• [PASSAGE TO READ]
** begin **
Have fun and I will continue to watch. I think the PropII will be well worth the wait.
There are the right number of bits in the first long and in the second for each of those instructions, plus the right number of changes ( bit sets and bit clears ) between the two. It's also what one would expect as there are five words which are in the info block the interpreter needs to use. Following should be some sort of copy/load from Hub code.
If correct, then it narrows down the potential bit swapping possibilities; one of three bits cleared maps to the I (immediate) bit, the other two to bits 0 and 2 (src), the six bits set map to bits 4 through 9 ( src, and lsb of dst ). The set and unchanged bits map to bit 29 and 31 (opc) and the other five to R and the four Condition bits.
Applying that to the constant at 1E8 would be interesting.
As I've pointed out before, given the number of times certain longs are repeated, there's almost no chance that any kind of cumulative enciphering is afoot. This means that the same transformation is being applied to each long.
I've done some analysis on consecutive groups of 6 bits, using all possible rotations of the long and all possible 6-bit XOR patterns, in both forward and reverse order. What I was looking for was a reasonable instruction distribution (i.e. no MUL, MULS, ENC, or ONES; few, if any, WAITxx; lots of JMPRETs (same as JMPs)). So far, nothing stands out. Here's a sample of the program's output:
This, of course, is not a real candidate, since there are no hub instructions. Obviously, I need to hone my filter somewhat.
It's still possible that the target of a MOVI, for example, could be encoded as a MUL, say, to throw people off the scent. I would have to look at the bytecode list to determine if there's any correspondence between their bit patterns and those of the actual ASM instructions they represent. If so, a MOVI in the interpreter would make perfect sense. In any event, I suspect, as you do, that some bit-swapping/nybble-swapping/byte-swapping is taking place. It would be easiest to analyze if the swapping were local, but that 00000008 suggests otherwise and is what originally put me on the trail of rotations. The FFFFFFFF that precedes it suggests that there is no XORing taking place at all. So my next thrust will be looking at likely bit permutations.
** end **
• [SUPPLIED RECORDS]
** begin **
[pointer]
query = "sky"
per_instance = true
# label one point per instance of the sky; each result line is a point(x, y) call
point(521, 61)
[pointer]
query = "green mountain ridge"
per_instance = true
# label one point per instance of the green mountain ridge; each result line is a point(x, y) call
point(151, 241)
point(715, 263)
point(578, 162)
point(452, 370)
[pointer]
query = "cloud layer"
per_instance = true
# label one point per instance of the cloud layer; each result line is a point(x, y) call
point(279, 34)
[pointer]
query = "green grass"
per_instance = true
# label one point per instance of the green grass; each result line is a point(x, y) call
** end **
** begin **
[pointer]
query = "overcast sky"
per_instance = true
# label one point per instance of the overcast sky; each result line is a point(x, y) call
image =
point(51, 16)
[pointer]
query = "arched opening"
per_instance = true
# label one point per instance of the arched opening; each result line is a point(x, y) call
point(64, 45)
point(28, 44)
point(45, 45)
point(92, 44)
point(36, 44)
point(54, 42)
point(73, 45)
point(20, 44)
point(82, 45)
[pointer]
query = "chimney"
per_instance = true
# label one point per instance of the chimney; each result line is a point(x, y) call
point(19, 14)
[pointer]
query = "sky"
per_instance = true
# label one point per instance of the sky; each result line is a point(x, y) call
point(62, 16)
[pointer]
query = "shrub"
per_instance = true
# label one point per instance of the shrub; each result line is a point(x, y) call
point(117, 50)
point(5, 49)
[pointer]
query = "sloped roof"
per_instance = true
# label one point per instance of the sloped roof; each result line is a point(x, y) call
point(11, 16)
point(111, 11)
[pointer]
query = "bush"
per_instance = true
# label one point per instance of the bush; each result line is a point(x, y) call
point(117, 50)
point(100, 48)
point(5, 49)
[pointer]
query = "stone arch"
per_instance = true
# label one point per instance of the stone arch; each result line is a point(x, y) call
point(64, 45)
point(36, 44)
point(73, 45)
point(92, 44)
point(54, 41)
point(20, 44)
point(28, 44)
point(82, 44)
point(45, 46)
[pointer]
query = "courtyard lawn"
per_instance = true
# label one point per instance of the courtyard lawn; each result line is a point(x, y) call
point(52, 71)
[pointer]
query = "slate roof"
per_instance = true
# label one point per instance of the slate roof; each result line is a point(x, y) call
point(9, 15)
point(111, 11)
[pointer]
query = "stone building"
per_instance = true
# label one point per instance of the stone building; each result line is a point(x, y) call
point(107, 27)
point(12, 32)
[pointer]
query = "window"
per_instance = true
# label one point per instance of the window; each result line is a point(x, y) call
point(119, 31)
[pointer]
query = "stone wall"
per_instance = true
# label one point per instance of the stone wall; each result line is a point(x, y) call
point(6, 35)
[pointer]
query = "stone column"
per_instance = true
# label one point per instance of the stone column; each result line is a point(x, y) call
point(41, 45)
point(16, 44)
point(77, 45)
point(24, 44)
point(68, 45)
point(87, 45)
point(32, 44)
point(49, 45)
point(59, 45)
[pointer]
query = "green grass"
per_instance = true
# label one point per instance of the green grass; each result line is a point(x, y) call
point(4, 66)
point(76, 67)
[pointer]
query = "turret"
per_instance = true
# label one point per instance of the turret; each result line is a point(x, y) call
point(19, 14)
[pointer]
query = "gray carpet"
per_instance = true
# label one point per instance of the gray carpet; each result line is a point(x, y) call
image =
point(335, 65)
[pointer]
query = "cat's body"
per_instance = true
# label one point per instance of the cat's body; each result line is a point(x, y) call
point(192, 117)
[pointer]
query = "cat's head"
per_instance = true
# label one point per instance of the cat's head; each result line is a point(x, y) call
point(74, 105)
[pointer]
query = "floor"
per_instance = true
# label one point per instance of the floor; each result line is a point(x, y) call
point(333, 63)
** end **
Answer these questions from the forum excerpt:
(a) How many words are in the info block the interpreter needs to use?
(b) Which four instructions should a reasonable instruction distribution not include?
(c) What does the FFFFFFFF that precedes the 00000008 suggest?

(a) Five.
(b) MUL, MULS, ENC and ONES.
(c) That no XORing is taking place at all.